- Request
Render every line of the listing below as a Markdown table with two columns, Row and Line, numbering the rows in order and omitting blank lines.

- Supplied entries

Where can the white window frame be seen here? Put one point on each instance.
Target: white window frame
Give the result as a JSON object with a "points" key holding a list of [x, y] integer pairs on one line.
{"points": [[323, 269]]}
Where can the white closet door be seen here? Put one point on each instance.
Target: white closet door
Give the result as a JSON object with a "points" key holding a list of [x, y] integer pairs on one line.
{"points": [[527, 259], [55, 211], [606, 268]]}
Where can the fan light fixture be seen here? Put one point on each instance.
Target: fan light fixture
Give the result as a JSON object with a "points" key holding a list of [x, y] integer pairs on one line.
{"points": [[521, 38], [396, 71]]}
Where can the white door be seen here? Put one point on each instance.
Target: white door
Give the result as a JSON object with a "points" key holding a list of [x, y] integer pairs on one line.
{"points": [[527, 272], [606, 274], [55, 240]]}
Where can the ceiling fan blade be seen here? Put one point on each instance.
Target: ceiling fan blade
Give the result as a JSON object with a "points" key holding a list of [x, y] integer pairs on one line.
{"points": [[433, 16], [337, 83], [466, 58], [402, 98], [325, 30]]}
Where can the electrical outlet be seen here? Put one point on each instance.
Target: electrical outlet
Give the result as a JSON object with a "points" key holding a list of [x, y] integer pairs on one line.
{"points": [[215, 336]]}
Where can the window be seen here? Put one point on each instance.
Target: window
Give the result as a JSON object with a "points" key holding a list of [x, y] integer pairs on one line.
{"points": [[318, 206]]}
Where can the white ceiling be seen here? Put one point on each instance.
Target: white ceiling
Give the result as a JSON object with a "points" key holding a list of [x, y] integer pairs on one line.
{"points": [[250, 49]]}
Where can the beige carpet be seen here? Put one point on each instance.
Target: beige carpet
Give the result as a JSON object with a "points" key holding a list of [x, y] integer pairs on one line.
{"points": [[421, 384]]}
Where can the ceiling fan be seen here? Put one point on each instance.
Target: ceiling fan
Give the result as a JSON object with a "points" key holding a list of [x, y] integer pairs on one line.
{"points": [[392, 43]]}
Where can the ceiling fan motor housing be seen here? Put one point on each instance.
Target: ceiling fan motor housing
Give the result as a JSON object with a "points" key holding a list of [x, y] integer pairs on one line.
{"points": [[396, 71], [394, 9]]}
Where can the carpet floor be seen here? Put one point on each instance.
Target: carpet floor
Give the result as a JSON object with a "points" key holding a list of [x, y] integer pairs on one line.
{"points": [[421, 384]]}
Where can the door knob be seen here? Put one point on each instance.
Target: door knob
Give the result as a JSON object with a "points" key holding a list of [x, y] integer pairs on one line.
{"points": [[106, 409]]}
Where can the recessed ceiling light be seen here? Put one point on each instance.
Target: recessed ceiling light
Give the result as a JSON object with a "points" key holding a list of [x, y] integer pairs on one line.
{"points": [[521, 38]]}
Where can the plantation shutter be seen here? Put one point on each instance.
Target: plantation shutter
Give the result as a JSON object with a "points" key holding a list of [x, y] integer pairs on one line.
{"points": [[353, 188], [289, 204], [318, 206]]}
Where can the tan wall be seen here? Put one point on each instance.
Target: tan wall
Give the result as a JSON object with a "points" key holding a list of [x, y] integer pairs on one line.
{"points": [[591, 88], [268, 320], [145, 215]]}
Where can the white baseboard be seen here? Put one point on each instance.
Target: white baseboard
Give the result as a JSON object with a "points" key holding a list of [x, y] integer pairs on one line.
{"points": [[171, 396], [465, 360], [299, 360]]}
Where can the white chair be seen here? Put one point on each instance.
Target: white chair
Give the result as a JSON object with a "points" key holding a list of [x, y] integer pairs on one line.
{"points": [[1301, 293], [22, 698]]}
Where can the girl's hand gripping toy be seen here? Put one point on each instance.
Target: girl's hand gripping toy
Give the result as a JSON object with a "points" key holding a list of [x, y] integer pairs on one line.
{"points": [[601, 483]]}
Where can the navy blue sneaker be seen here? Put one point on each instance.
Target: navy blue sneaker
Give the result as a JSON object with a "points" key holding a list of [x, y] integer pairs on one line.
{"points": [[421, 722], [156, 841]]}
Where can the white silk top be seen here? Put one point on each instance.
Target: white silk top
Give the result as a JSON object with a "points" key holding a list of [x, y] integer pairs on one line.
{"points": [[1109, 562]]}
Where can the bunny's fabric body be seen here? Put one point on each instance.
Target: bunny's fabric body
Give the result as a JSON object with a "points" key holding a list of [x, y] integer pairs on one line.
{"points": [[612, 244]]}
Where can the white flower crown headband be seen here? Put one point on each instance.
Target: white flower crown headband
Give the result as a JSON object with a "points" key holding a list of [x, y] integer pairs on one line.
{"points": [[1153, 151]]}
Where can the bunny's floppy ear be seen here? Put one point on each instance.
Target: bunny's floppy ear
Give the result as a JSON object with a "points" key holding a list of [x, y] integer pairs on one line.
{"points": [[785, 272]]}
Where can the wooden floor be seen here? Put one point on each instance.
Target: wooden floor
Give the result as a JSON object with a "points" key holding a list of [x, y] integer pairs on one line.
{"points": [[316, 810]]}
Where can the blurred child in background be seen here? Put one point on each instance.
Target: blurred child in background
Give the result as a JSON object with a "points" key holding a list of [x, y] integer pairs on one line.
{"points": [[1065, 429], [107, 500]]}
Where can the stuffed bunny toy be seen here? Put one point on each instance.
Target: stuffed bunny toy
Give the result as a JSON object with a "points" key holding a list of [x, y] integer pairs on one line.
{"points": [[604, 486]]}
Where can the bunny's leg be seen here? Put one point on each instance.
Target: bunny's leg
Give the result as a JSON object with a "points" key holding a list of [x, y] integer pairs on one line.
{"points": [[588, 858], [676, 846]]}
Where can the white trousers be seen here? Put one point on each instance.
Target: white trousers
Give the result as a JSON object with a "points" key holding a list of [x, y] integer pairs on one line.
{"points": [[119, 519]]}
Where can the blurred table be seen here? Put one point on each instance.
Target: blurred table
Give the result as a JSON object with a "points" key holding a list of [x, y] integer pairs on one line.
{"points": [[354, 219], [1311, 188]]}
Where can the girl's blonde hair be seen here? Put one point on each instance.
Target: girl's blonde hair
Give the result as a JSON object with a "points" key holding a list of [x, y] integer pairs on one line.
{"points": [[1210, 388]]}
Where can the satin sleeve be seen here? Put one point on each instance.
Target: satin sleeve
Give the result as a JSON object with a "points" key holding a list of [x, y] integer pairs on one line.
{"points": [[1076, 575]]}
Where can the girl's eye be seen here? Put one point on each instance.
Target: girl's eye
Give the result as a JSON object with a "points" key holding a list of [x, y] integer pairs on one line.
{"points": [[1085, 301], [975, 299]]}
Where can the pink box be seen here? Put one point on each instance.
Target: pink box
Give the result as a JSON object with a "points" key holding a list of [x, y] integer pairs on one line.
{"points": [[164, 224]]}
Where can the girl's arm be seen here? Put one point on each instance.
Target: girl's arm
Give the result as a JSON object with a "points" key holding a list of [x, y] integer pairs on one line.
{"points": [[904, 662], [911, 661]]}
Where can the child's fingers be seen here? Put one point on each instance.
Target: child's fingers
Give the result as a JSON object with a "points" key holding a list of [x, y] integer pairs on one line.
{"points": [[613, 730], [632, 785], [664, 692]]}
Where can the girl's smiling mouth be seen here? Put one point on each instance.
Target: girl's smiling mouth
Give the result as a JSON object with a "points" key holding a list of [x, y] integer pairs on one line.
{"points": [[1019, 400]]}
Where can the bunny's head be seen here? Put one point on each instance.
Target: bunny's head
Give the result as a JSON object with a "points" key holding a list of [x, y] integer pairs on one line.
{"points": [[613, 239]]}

- Worked solution
| Row | Line |
|---|---|
| 1 | Where can the white window frame be seen here? Put one point on each instance. |
| 2 | Target: white window frame |
| 3 | Give the result as a JSON object with a "points" key holding a list of [x, y] integer pairs on one line. |
| 4 | {"points": [[323, 269]]} |
| 5 | Where can the white closet door be seen here? Put one point on each instance. |
| 6 | Target: white closet door |
| 7 | Give the result as a JSON object with a "points" key holding a list of [x, y] integer pairs on one line. |
| 8 | {"points": [[527, 259], [55, 211], [606, 268]]} |
| 9 | Where can the fan light fixture be seen here? Put one point on each instance. |
| 10 | Target: fan light fixture |
| 11 | Give the result as a JSON object with a "points" key holding a list of [x, y] integer pairs on one line. |
| 12 | {"points": [[521, 38], [396, 71]]} |
| 13 | Where can the white door be seen here? Put one point on each instance. |
| 14 | Target: white door |
| 15 | Give the result as a JSON object with a "points" key holding a list of [x, y] integer pairs on one line. |
| 16 | {"points": [[527, 272], [606, 274], [55, 240]]} |
| 17 | Where can the ceiling fan blade be seen here? Put one point on each instance. |
| 18 | Target: ceiling fan blade |
| 19 | Give the result as a JSON object with a "points" key holding a list of [x, y] integer pairs on one line. |
| 20 | {"points": [[433, 16], [337, 83], [466, 58], [402, 98], [325, 30]]} |
| 21 | Where can the electrical outlet be seen here? Put one point on each instance. |
| 22 | Target: electrical outlet |
| 23 | Give the result as a JSON object with a "points" key holding a list of [x, y] integer pairs on one line. |
| 24 | {"points": [[215, 336]]} |
| 25 | Where can the window be seen here? Put one point on each instance. |
| 26 | Target: window |
| 27 | Give the result as a JSON object with a "points" key holding a list of [x, y] integer pairs on one line. |
| 28 | {"points": [[318, 206]]} |
| 29 | Where can the white ceiling be seen here? Put one point on each instance. |
| 30 | Target: white ceiling |
| 31 | Give the result as a JSON object with a "points" key holding a list of [x, y] integer pairs on one line. |
| 32 | {"points": [[250, 49]]} |
| 33 | Where can the beige carpet be seen here? Put one point on each instance. |
| 34 | Target: beige carpet |
| 35 | Give the result as a JSON object with a "points" key holding a list of [x, y] integer pairs on one line. |
| 36 | {"points": [[421, 384]]} |
| 37 | Where can the ceiling fan be seen here? Put one point on each instance. |
| 38 | Target: ceiling fan |
| 39 | Give the result as a JSON object with a "points" key holding a list of [x, y] integer pairs on one line. |
| 40 | {"points": [[392, 43]]} |
| 41 | Where can the ceiling fan motor housing be seen here? Put one point on each instance. |
| 42 | Target: ceiling fan motor housing |
| 43 | Give the result as a JSON object with a "points" key holding a list of [x, y] integer pairs on one line. |
| 44 | {"points": [[396, 71], [394, 9]]} |
| 45 | Where can the carpet floor be seen here? Put one point on each instance. |
| 46 | Target: carpet floor |
| 47 | Give the result as a JSON object with a "points" key holding a list of [x, y] integer pairs on one line. |
| 48 | {"points": [[421, 384]]} |
| 49 | Where can the door knob be seen here? Put one point on each instance. |
| 50 | Target: door knob |
| 51 | Give the result as a JSON object with a "points" key holding a list of [x, y] integer pairs on one line. |
| 52 | {"points": [[106, 409]]} |
| 53 | Where can the recessed ceiling light be seen here? Put one point on each instance. |
| 54 | Target: recessed ceiling light |
| 55 | Give the result as a JSON object with a "points" key holding a list of [x, y] integer pairs on one line. |
| 56 | {"points": [[521, 38]]} |
| 57 | Where can the plantation shutter be seen here? Put one point on each instance. |
| 58 | Target: plantation shutter |
| 59 | Give the result as a JSON object with a "points" key holding a list of [x, y] integer pairs on one line. |
| 60 | {"points": [[353, 188], [289, 204], [318, 206]]} |
| 61 | Where can the tan wall be seen here? Put one point on each instance. |
| 62 | Target: tan wall |
| 63 | Give the result as a JSON object with a "points" key holding a list of [x, y] integer pairs on one line. |
| 64 | {"points": [[591, 88], [268, 320], [145, 215]]} |
| 65 | Where can the white baseboard be seen here? Put one point on each instance. |
| 66 | Target: white baseboard |
| 67 | Give the result as a JSON object with a "points" key holding a list of [x, y] integer pairs on one line. |
| 68 | {"points": [[171, 396], [465, 360], [299, 360]]} |
| 69 | Where can the white chair be seen here? Put one point on each instance. |
| 70 | Target: white chair |
| 71 | Give the result as a JSON object with a "points" key holding a list of [x, y] integer pairs on one line. |
| 72 | {"points": [[1301, 293], [22, 698]]} |
| 73 | Where can the girl's hand gripping toy be seen here? Put one point on each instance. |
| 74 | Target: girl's hand gripping toy |
| 75 | Give the result as a JSON object with a "points" key holding a list of [x, y] integer pairs on one line. |
| 76 | {"points": [[601, 483]]} |
| 77 | Where can the navy blue sneaker be seen here? Put one point on each instance. |
| 78 | Target: navy blue sneaker |
| 79 | Give the result as a JSON object with a "points" key holding a list of [x, y] integer pairs on one line. |
| 80 | {"points": [[421, 722], [156, 841]]} |
| 81 | Where can the white silk top be seen here? Put one point on each instance. |
| 82 | Target: white silk top |
| 83 | Give the result as a JSON object with a "points" key holding a list of [x, y] integer pairs on one line. |
| 84 | {"points": [[1109, 562]]} |
| 85 | Where can the bunny's fabric body be seen here? Put one point on each instance. |
| 86 | Target: bunny's fabric body |
| 87 | Give the result as a JSON object with a "points" key holding a list of [x, y] integer pairs on one line. |
| 88 | {"points": [[612, 244]]} |
| 89 | Where can the white flower crown headband be seen here? Put one point on each instance. |
| 90 | Target: white flower crown headband |
| 91 | Give the result as a JSON object with a "points" key holding a list of [x, y] integer pairs on one line. |
| 92 | {"points": [[1153, 151]]} |
| 93 | Where can the bunny's floppy ear be seen here? Put one point on each instance. |
| 94 | Target: bunny's floppy ear |
| 95 | Give the result as a JSON object with a "points" key holding a list of [x, y] integer pairs on one line. |
| 96 | {"points": [[785, 272]]} |
| 97 | Where can the wooden floor be seen here? Put one point on each instance. |
| 98 | Target: wooden floor |
| 99 | Give the result as a JSON object with a "points" key holding a list of [x, y] integer pairs on one line. |
| 100 | {"points": [[316, 810]]} |
| 101 | Where can the blurred child in background be seen here? Put one point on each instance. |
| 102 | Target: blurred child in background |
| 103 | Give the result as a JSON object with a "points" key holding a list of [x, y] integer pairs on one line. |
| 104 | {"points": [[1065, 429], [107, 500]]} |
| 105 | Where can the stuffed bunny toy be seen here? Put one point on each instance. |
| 106 | Target: stuffed bunny toy |
| 107 | Give the result as a JSON object with a "points" key holding a list of [x, y] integer pairs on one line. |
| 108 | {"points": [[604, 486]]} |
| 109 | Where can the bunny's leg be seen here? Put one point on each instance. |
| 110 | Target: bunny's leg |
| 111 | Give the result as a JSON object with a "points" key holding a list of [x, y] integer pairs on one line. |
| 112 | {"points": [[588, 858], [676, 846]]} |
| 113 | Where can the white trousers be seen here? Put one point on each instance. |
| 114 | Target: white trousers |
| 115 | Give the result as a JSON object with a "points" key holding a list of [x, y] integer pairs on one line. |
| 116 | {"points": [[119, 519]]} |
| 117 | Where can the blurred table be seen here? Put one point on each instance. |
| 118 | Target: blurred table |
| 119 | Give the result as a JSON object with a "points" key holding a list of [x, y] integer pairs on one line. |
| 120 | {"points": [[354, 219], [1311, 188]]} |
| 121 | Where can the girl's blonde hair be seen here? Put one point on each instance. |
| 122 | Target: girl's blonde hair |
| 123 | Give the result as a JSON object with a "points" key holding a list of [x, y] integer pairs on one line. |
| 124 | {"points": [[1210, 388]]} |
| 125 | Where can the satin sleeve be seen here? Put one point on each instance. |
| 126 | Target: satin sleeve |
| 127 | Give the result as a JSON object with a "points" key holding a list of [x, y] integer pairs on one line. |
| 128 | {"points": [[1076, 575]]} |
| 129 | Where can the girl's eye be seen here? Put one point on each instance. |
| 130 | Target: girl's eye |
| 131 | Give the result as a JSON object with a "points" key holding a list of [x, y] integer pairs on one line. |
| 132 | {"points": [[1085, 301], [975, 299]]} |
| 133 | Where can the pink box be seen here? Put one point on each instance. |
| 134 | Target: pink box |
| 135 | Give the result as a JSON object with a "points" key holding a list of [x, y] integer pairs on one line. |
| 136 | {"points": [[164, 224]]} |
| 137 | Where can the girl's arm be seen here? Put one point on each instance. |
| 138 | Target: girl's arm |
| 139 | Give the result as a JSON object with a "points" key holding a list of [x, y] integer pairs on one line. |
| 140 | {"points": [[904, 662], [911, 661]]} |
| 141 | Where can the child's fingers be seen here? Put one point on each instance. |
| 142 | Target: child's fingers |
| 143 | Give the result as a JSON object with a "points" key holding a list of [x, y] integer pairs on one line. |
| 144 | {"points": [[613, 730], [632, 785], [664, 692]]} |
| 145 | Where can the girl's smiling mouth be seen here? Put one point on each instance. |
| 146 | Target: girl's smiling mouth |
| 147 | Give the result as a JSON object with a "points" key holding a list of [x, y] integer pairs on one line. |
| 148 | {"points": [[1019, 400]]} |
| 149 | Where can the bunny's head be seen here? Put one point on each instance. |
| 150 | Target: bunny's head |
| 151 | Give the result as a JSON object with a "points" key holding a list of [x, y] integer pairs on one line. |
| 152 | {"points": [[613, 239]]} |